Your objective: Reproduce the data starting with the line that contains "Task: each instance of the evergreen" and going on through the line that contains "171], [39, 315]]", substituting "slate" for "shingle" and changing nothing else.

Data shown:
━━━━━━━━━━

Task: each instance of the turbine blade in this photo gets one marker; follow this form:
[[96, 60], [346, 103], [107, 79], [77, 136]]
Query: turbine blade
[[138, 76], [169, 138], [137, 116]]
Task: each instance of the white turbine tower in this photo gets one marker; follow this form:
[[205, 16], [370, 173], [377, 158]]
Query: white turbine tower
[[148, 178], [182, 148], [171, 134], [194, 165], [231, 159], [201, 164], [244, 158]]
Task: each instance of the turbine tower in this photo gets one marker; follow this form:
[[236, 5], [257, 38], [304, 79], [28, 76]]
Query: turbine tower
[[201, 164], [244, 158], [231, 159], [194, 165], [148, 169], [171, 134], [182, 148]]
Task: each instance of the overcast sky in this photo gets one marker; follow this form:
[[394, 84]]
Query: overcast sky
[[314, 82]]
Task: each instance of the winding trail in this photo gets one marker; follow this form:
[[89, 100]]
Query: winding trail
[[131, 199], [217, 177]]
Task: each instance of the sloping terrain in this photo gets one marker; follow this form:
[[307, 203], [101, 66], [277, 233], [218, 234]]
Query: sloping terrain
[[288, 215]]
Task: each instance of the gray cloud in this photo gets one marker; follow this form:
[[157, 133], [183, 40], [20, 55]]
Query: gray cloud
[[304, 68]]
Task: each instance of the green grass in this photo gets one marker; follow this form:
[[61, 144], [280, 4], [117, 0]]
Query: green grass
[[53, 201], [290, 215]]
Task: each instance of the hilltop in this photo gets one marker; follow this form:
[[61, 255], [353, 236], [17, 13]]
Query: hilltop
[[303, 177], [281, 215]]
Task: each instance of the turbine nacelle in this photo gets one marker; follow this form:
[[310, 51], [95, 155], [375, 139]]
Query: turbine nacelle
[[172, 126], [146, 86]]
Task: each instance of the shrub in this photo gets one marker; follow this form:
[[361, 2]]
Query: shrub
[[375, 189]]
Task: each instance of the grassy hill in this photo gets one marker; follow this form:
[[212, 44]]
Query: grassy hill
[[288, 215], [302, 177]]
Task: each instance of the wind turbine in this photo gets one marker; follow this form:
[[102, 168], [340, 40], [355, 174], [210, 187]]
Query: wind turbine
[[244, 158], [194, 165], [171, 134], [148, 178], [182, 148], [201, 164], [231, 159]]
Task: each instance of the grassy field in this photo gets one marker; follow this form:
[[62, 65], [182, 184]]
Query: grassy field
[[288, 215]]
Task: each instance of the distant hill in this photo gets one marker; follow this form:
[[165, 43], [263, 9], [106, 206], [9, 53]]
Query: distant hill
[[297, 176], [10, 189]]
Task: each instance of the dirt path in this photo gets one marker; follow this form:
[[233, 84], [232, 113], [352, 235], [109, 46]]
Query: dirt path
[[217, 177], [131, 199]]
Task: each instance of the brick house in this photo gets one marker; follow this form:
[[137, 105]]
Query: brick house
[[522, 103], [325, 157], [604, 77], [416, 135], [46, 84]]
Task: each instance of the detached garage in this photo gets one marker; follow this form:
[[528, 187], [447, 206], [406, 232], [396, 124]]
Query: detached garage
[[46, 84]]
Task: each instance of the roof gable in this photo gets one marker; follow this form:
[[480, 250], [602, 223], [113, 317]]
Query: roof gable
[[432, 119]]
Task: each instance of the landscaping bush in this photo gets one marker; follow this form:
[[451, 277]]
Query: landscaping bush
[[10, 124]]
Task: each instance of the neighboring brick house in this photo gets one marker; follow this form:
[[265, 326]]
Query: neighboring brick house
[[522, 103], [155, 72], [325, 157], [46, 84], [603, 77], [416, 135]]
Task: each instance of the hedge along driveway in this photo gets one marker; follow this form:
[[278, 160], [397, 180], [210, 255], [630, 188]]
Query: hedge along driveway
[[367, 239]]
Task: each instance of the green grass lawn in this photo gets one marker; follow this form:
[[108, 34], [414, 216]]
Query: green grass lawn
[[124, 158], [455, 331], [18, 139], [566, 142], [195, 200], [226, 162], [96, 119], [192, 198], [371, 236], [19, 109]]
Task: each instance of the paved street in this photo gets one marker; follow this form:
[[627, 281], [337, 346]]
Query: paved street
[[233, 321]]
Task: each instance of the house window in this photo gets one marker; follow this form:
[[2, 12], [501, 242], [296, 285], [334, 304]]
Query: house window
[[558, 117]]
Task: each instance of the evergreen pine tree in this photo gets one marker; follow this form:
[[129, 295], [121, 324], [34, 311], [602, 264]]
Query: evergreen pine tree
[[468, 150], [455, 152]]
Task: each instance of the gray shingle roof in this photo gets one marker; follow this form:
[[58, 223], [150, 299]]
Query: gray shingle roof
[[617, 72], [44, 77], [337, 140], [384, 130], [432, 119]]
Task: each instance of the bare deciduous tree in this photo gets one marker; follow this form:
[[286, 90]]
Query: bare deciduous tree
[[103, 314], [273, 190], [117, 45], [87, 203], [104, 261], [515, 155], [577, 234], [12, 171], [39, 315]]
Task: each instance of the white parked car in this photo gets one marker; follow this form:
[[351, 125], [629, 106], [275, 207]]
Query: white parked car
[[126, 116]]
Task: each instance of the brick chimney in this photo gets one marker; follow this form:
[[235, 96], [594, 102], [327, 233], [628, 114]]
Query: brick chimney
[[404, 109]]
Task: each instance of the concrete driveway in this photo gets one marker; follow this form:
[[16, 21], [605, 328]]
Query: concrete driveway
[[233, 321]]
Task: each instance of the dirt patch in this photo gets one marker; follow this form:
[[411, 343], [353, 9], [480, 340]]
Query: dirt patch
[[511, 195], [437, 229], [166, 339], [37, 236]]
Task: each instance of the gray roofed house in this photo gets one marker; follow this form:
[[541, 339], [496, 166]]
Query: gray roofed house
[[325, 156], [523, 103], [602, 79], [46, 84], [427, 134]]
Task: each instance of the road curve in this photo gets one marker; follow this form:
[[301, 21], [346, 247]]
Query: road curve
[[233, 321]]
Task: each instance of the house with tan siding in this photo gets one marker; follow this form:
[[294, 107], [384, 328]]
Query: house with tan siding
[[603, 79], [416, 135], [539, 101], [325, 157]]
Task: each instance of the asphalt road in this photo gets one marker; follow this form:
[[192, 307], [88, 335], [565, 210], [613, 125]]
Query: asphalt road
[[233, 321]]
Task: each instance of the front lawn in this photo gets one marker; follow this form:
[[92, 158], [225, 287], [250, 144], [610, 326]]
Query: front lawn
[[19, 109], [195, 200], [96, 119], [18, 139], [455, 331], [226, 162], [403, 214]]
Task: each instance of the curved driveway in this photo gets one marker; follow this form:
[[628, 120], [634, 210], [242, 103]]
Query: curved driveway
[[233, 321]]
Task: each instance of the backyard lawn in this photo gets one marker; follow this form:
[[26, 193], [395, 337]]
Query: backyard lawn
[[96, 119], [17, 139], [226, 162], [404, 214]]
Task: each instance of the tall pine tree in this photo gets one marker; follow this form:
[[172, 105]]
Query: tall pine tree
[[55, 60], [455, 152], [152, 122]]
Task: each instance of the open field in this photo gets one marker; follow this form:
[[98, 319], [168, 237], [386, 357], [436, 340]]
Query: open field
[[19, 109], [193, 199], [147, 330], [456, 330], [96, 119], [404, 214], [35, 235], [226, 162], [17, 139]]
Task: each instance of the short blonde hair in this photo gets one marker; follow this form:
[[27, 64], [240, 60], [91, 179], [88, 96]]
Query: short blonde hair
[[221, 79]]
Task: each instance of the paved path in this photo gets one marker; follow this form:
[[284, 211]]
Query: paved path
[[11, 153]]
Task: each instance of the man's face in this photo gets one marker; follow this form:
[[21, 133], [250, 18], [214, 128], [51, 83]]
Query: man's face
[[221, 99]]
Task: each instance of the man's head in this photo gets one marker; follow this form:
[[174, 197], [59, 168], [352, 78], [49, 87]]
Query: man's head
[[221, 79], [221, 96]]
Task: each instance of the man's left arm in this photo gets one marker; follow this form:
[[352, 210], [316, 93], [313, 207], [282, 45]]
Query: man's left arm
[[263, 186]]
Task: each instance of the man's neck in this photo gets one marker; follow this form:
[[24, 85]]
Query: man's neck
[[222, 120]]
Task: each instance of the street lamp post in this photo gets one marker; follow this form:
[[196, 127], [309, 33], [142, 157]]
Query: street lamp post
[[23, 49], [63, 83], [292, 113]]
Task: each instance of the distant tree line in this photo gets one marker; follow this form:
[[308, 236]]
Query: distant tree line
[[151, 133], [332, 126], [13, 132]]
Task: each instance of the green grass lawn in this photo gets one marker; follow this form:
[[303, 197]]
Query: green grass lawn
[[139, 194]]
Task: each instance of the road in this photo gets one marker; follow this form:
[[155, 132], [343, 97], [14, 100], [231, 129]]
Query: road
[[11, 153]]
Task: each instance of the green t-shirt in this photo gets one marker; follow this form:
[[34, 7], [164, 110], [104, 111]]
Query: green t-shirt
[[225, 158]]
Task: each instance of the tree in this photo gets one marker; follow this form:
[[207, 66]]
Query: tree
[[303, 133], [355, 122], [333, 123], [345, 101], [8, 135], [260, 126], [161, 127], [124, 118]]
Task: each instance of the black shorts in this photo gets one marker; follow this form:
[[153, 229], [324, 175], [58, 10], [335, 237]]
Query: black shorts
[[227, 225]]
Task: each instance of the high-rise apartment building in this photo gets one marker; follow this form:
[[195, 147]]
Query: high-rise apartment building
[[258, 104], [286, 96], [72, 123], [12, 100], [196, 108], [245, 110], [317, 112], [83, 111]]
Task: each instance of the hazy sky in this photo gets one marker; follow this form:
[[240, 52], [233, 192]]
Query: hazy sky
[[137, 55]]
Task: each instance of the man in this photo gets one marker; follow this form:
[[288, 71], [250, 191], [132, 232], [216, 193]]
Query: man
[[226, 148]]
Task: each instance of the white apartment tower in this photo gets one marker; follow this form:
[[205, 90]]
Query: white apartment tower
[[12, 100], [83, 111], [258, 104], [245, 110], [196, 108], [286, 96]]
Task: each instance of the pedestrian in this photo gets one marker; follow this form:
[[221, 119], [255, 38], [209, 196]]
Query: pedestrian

━━━━━━━━━━

Full output:
Task: each instance of the evergreen pine tree in this photo gets one marker; follow this form:
[[129, 295], [121, 324], [34, 311], [602, 264]]
Query: evergreen pine tree
[[468, 150], [455, 152]]
Task: each instance of the gray slate roof in this photo gets one marker; follow this form:
[[58, 223], [150, 299]]
Query: gray slate roof
[[617, 72], [44, 77], [337, 140], [384, 130], [432, 119]]
Task: each instance of the bare deciduous tree in this photo gets one marker; follow this form:
[[286, 90]]
Query: bare deciduous tree
[[103, 314], [273, 190], [117, 45], [87, 203], [104, 261], [515, 155], [577, 234], [12, 171], [39, 315]]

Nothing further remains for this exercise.